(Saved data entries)
* * * * *

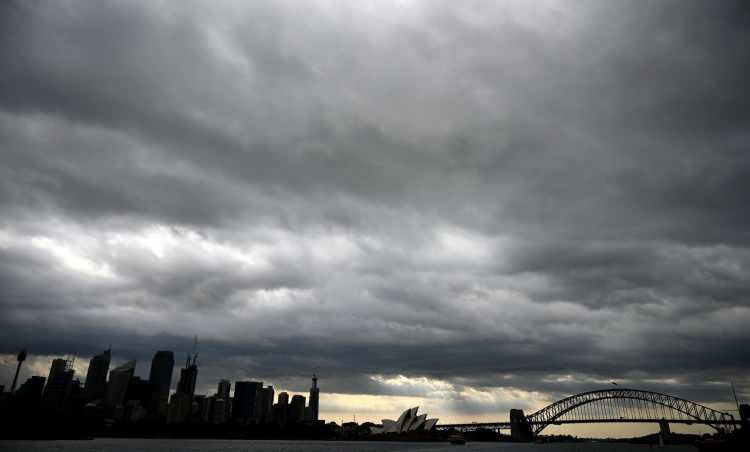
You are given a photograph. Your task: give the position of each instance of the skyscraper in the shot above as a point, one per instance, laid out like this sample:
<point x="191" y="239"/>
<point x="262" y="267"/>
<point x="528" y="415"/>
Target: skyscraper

* * * * *

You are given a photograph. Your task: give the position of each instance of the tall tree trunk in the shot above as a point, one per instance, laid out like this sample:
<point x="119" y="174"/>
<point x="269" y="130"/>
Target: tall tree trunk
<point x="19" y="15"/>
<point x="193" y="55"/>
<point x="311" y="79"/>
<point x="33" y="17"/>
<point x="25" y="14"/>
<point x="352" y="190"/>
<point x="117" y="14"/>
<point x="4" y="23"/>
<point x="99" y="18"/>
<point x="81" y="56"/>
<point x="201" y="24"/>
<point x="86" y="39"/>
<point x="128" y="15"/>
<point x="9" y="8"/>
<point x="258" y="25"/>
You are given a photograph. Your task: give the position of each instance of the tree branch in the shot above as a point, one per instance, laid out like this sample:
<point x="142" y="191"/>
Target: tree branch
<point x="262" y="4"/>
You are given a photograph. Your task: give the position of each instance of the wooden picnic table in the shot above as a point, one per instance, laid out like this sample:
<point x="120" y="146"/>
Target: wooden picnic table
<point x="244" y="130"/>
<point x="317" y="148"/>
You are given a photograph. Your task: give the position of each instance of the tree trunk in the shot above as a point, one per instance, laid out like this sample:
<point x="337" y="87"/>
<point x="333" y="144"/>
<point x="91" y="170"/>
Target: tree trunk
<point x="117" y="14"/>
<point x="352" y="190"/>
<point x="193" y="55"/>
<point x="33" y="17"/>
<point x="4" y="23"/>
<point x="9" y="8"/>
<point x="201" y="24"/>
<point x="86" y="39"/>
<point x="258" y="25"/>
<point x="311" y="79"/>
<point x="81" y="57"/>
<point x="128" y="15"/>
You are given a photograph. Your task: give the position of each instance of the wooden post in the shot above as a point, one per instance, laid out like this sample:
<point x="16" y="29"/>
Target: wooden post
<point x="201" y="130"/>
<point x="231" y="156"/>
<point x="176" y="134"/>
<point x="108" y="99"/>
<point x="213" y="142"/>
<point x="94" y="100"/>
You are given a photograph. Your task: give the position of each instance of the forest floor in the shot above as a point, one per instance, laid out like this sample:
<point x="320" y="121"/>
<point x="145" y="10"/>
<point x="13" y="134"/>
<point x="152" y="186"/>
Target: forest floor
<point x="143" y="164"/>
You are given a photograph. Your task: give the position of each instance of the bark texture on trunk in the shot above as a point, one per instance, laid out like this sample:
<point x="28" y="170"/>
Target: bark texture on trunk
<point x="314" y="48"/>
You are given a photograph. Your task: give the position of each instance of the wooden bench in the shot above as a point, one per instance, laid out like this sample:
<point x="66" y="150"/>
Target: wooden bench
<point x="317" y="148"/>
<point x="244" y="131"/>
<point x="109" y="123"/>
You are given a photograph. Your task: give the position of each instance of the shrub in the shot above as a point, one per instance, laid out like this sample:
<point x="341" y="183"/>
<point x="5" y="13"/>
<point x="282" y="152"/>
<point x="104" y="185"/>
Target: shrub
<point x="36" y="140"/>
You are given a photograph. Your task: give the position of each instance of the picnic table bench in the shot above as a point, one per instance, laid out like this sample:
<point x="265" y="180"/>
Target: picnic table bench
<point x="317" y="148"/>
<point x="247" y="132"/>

* * * * *

_YOUR OBJECTIVE_: Pick out every line of the entries above that contains the word "post", and copy each one in full.

_FULL SOLUTION_:
You are given a photograph. Your task: give the position of each instance of the wooden post in the shot above as a point, one per instance, laid out like this sample:
Target: wooden post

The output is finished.